» **Aim**: Retype the records below word for word, keeping every line unchanged.

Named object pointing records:
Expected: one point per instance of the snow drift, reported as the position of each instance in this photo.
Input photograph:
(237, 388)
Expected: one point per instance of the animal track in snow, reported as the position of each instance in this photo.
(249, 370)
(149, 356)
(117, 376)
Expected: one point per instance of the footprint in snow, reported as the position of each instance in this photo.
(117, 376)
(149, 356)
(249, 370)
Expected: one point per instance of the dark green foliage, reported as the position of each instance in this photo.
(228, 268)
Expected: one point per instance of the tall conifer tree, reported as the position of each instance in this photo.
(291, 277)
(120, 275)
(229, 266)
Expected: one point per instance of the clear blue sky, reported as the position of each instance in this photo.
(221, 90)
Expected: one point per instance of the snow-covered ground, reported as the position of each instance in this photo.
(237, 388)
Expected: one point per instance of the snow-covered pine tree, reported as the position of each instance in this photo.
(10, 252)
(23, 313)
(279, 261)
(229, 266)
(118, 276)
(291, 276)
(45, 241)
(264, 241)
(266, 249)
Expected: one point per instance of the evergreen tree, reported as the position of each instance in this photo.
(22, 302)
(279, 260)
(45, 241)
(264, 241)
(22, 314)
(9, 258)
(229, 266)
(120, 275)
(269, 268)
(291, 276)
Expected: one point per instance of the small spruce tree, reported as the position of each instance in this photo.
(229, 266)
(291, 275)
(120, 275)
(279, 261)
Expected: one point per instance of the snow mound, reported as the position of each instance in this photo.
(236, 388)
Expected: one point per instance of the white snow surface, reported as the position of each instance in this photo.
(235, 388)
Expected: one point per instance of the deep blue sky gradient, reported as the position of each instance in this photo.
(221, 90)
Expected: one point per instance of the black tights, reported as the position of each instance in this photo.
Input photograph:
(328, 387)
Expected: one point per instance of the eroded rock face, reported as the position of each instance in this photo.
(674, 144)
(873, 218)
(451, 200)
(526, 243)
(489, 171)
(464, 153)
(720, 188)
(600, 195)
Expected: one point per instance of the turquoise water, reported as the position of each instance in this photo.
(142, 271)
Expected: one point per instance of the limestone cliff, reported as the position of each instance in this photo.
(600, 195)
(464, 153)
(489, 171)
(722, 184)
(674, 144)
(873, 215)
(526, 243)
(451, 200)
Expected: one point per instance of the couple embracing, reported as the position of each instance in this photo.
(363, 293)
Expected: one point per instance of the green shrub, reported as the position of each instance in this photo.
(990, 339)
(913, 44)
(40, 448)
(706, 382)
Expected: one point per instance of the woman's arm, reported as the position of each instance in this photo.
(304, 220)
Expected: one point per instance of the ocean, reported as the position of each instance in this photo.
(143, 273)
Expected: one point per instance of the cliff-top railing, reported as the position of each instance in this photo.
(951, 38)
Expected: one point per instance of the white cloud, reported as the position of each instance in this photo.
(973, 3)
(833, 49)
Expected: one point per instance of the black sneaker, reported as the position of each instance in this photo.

» **Result for this exercise**:
Expected: one point per instance of the snow drift, reported as the position of each instance in this photo.
Input photograph:
(237, 388)
Expected: one point per instance of the animal track in snow, reported as the position of each instance in this photo.
(249, 370)
(149, 356)
(117, 376)
Expected: one point per instance of the footprint in snow, reported as the position of each instance in this photo.
(117, 376)
(149, 356)
(249, 370)
Expected: one point per instance of the dark green foliage, reported as the position of each instance in this photo.
(228, 268)
Expected: one point per instance of the tall conifer tree, reported as the position of each instance in this photo.
(291, 277)
(120, 275)
(229, 266)
Expected: one point per instance of the clear blue sky, reported as the position of each instance in this photo.
(221, 90)
Expected: one point per instance of the snow-covered ground, reported as the position of each instance in this photo.
(237, 388)
Expected: one point per instance of the snow-covered pine tree, reported as the position of each instance in this photo.
(10, 252)
(23, 313)
(279, 261)
(229, 266)
(118, 276)
(291, 276)
(45, 241)
(264, 241)
(266, 249)
Expected: one point per instance of the evergreen tree, reported as the position of each instance in this photo.
(22, 302)
(279, 260)
(45, 241)
(264, 241)
(22, 314)
(9, 258)
(229, 266)
(120, 275)
(269, 268)
(291, 276)
Expected: one point per instance of the small spruce tree, reported as the position of each instance in this photo.
(229, 266)
(291, 275)
(120, 275)
(279, 261)
Expected: one point per instance of the snow mound, reported as the position of each instance in this photo.
(236, 388)
Expected: one point per instance of the white snow surface, reported as the position of each instance in this photo.
(235, 388)
Expected: one point per instance of the deep blue sky gradient, reported as the position of each instance in this photo.
(221, 90)
Expected: one point per instance of the black tights, reported as the position of each instance in this photo.
Input photograph:
(328, 387)
Expected: one point per instance of the eroded rock face, reported as the position of each instance in this photo.
(674, 144)
(873, 218)
(451, 200)
(526, 243)
(489, 171)
(464, 153)
(720, 188)
(600, 195)
Expected: one point per instance of the turquoise water, reported as the position of each instance in this photo.
(142, 271)
Expected: one point per instance of the limestone cliff, reported as the position of each instance in this photo.
(600, 195)
(464, 153)
(489, 171)
(722, 184)
(674, 144)
(873, 215)
(526, 243)
(451, 200)
Expected: one point per instance of the couple embracing, reported as the position of each instance in this photo.
(363, 293)
Expected: one point per instance of the green shrub, reported as the position of each instance in this photo.
(990, 339)
(913, 44)
(40, 448)
(706, 382)
Expected: one point per instance of the woman's arm, reported as the position of each instance in this photo.
(304, 220)
Expected: one point per instance of the ocean, reported as the position of each instance in this photo.
(143, 273)
Expected: one point per instance of the cliff-top railing, reported as the position of each instance in this photo.
(951, 38)
Expected: one point per instance of the white cloud, reported as the position of each instance in this photo.
(973, 3)
(833, 49)
Expected: one point per instance of the black sneaker, reported as the position of each instance in this photo.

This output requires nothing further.